- EXCERPTED RECORDS
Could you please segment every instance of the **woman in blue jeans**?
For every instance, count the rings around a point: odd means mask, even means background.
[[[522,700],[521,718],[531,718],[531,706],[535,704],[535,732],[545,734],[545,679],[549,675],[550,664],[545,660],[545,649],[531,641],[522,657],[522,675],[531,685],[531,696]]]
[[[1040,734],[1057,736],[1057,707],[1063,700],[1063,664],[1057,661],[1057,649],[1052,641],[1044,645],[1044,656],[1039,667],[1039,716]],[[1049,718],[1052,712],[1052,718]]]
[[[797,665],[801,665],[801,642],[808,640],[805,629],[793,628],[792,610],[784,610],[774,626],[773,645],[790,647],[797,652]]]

- WHAT TO WORK ON
Quote the material above word for word, reproducing every line in order.

- THE RESPONSE
Could you please segment every instance of the **woman in blue jeans**?
For every instance, count the rings around a point: odd means mask, even means background.
[[[522,700],[521,718],[531,718],[531,706],[535,704],[535,732],[545,734],[545,679],[549,675],[550,664],[545,660],[545,649],[531,641],[522,657],[522,675],[531,685],[531,696]]]
[[[1040,734],[1057,736],[1057,707],[1063,700],[1063,664],[1057,661],[1057,649],[1052,641],[1044,645],[1044,656],[1039,667],[1039,716]],[[1049,718],[1052,712],[1052,718]]]
[[[797,665],[801,665],[801,642],[808,640],[805,629],[793,628],[792,610],[784,610],[774,626],[773,645],[790,647],[797,652]]]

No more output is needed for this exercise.